Study material:
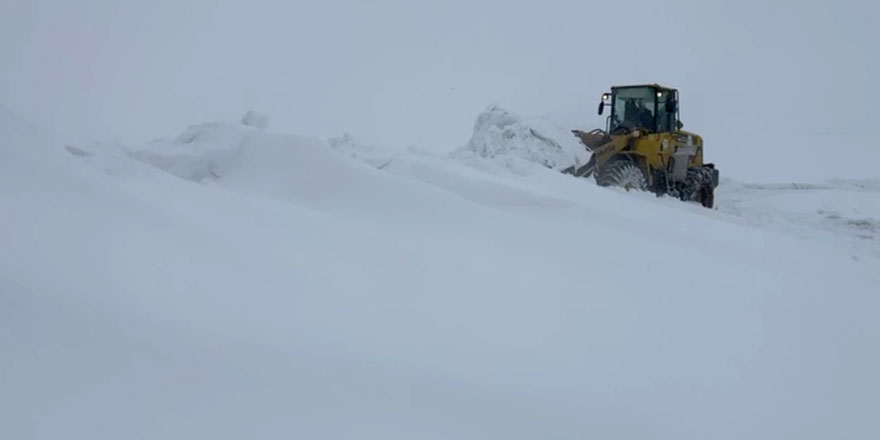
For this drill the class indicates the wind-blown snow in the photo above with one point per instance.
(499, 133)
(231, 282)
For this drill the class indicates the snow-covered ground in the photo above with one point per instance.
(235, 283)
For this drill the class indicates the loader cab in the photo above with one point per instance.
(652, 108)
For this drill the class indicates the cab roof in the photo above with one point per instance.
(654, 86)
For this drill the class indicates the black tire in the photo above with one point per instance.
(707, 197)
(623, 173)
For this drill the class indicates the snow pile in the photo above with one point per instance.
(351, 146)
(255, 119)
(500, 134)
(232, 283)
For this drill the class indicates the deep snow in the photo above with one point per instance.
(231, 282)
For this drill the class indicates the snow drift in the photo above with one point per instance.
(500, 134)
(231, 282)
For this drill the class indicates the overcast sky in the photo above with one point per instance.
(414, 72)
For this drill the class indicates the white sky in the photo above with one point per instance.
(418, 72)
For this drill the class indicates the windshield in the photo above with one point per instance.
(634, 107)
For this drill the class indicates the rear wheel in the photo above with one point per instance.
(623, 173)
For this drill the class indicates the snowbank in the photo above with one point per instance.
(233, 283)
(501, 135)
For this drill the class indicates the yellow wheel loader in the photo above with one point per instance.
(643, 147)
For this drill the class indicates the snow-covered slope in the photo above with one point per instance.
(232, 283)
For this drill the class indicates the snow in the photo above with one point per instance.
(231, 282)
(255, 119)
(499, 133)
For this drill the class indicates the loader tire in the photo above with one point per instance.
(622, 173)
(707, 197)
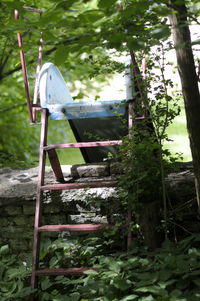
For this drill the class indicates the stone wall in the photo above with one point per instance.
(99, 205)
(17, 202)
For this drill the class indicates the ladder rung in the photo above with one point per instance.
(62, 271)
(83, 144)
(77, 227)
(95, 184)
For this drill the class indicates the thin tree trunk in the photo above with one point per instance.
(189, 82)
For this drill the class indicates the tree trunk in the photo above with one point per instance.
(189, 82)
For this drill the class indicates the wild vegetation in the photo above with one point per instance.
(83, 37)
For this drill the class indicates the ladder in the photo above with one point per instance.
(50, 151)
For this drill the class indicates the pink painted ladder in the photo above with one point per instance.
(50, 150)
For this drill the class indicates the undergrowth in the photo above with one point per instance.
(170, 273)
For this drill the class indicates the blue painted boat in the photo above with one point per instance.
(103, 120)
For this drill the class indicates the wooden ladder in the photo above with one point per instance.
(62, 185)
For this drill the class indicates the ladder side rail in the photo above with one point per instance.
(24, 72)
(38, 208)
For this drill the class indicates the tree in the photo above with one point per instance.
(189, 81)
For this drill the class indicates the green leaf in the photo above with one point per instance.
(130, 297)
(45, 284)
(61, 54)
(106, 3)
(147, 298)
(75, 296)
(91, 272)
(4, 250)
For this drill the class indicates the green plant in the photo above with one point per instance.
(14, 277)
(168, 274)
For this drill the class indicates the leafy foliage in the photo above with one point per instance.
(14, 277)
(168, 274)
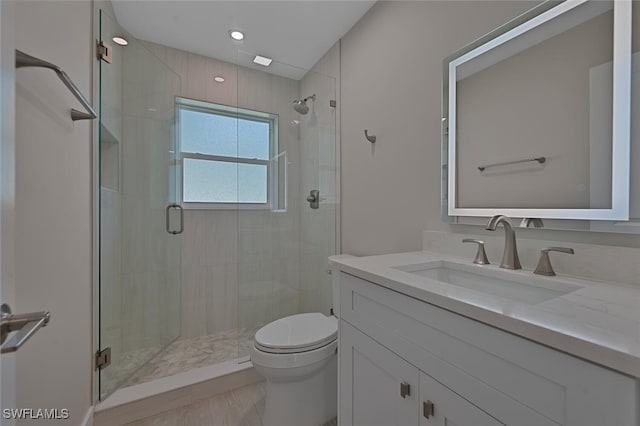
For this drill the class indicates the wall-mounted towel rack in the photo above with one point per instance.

Problem to work on: Please output all the records above exactly, leaving out every picture.

Solution:
For this drill the class indicates the wind-blown snow in the photo above with one point per instance.
(499, 133)
(231, 282)
For this drill the class indicates the snow-covered ground in the photo above with one point per instance.
(235, 283)
For this drill the class indicates the loader cab in the photo above with one point per instance.
(652, 108)
For this drill the class indicates the cab roof in the photo above with one point per instance.
(654, 86)
For this drill the class indicates the black tire in the photo above with one point per instance.
(707, 197)
(623, 173)
For this drill the class indicates the snow pile in the photo above with one point per instance.
(351, 146)
(255, 119)
(500, 134)
(232, 283)
For this drill the class indicates the deep snow in the photo above with one point per instance.
(231, 282)
For this drill the class indicates the snow drift in the photo above with one point per instance.
(500, 134)
(231, 282)
For this drill the class indicates the overcast sky in the photo above with one point per instance.
(414, 72)
For this drill the class indicates the white sky in the photo above with one point per instance.
(418, 72)
For this drill the class indicates the windshield in the photo above with one point per instance.
(634, 107)
For this drill the class indicates the rear wheel in the photo above with one point per instance.
(623, 173)
For this drill the class indicates the snowbank in the photo above with one point per instance.
(233, 283)
(501, 135)
For this drill the class indicates the yellow wheel loader in the photo above with one point per instance.
(643, 147)
For this drill the class indicates the snow-covered slope in the photo above with one point per instance.
(232, 283)
For this drill the class indicates the snow in the photo above with one point per instance.
(231, 282)
(255, 119)
(499, 133)
For this drill the class indicates the loader tire in the photo above with one point per instance.
(622, 173)
(707, 197)
For this drill the class indicates the stone wall in the photo above with one point per instance.
(99, 205)
(17, 202)
For this drill the class indicates the ladder rung in the photo above with one point per instance.
(62, 271)
(83, 144)
(77, 227)
(95, 184)
For this drill the class indicates the thin tree trunk in the photo above with one point per instance.
(189, 82)
For this drill the class indicates the tree trunk in the photo above with one point per instance.
(189, 82)
For this drill the class indicates the wild vegetation in the photo above with one point per instance.
(83, 37)
For this drill the class indicates the ladder in the photo above with one point per instance.
(50, 151)
For this drill the class indicates the pink painted ladder in the photo above with one point per instance.
(50, 150)
For this drill the class indicates the undergrowth in the photo above with one point per instance.
(170, 273)
For this drill the class indicates the blue painted boat in the photo above with one point per instance.
(103, 120)
For this drill the class indicates the wooden ladder in the photo above with one point per instance.
(62, 185)
For this drill the class indicates the ladder side rail in the photo above with one point per instance.
(24, 72)
(38, 208)
For this drill the class indicates the tree in the photo above with one point per instance.
(189, 81)
For this drill the class indicates the green leaf in the photo above with one point per instance.
(130, 297)
(45, 284)
(61, 54)
(106, 3)
(147, 298)
(75, 296)
(91, 272)
(4, 250)
For this drill the class indicates the green plant in the photo above with one point per instance.
(14, 277)
(168, 274)
For this drill the class indicates the leafy foliage in the photo above with one point per instance.
(14, 277)
(168, 274)
For this drill the class indicates the wall-mounted towel rack in the photo above with one point per instance.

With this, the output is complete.